Report each line in the rows below that contains the word "bridge", and copy every such line in full.

> Extracted information:
────────────────────────────────────────

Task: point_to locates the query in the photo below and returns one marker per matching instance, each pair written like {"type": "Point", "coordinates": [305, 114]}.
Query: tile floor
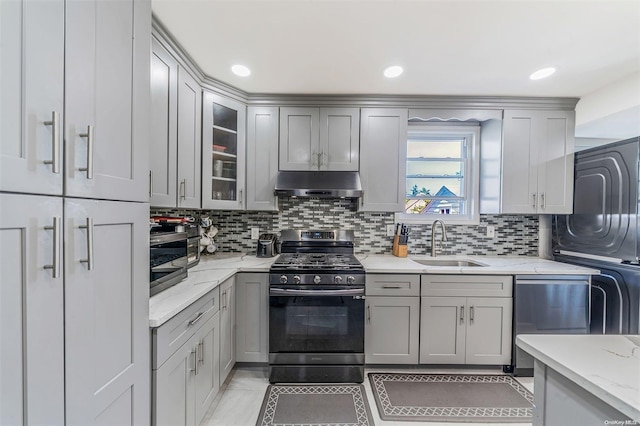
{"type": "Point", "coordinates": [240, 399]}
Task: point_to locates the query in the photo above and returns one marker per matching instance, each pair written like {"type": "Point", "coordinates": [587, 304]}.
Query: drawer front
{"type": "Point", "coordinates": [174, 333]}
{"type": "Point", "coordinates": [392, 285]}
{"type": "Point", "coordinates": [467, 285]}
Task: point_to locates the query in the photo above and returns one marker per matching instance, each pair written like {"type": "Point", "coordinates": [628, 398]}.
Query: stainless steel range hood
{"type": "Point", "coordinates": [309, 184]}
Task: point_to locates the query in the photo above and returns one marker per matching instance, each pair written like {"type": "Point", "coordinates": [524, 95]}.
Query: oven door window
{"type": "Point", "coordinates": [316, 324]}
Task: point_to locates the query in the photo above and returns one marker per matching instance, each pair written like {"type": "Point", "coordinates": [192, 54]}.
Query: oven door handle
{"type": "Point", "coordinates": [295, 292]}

────────────────────────────────────────

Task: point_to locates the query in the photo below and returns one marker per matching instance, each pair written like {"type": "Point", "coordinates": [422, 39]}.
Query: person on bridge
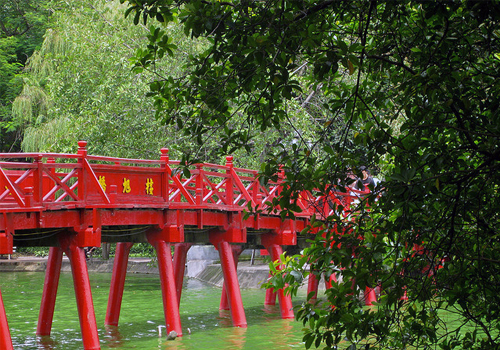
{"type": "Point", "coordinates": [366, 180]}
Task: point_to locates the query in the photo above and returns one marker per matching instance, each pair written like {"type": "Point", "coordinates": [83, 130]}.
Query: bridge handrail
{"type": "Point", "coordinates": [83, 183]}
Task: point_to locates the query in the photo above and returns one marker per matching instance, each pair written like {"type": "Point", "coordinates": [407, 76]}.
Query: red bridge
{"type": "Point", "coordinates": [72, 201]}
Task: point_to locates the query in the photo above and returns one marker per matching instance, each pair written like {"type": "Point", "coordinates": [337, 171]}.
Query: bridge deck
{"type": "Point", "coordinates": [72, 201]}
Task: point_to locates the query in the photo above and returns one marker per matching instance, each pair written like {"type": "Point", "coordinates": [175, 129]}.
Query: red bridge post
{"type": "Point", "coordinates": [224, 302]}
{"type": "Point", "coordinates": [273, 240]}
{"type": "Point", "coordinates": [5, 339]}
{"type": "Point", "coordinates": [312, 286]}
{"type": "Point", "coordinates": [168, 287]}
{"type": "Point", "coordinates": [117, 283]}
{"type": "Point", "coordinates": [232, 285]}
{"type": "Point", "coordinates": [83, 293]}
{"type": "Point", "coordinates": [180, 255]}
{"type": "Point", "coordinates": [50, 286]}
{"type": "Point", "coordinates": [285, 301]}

────────────────────────────────────────

> Answer to this problem:
Query: person on bridge
Query: bridge handrail
Query: red bridge
Query: bridge deck
Query: red bridge post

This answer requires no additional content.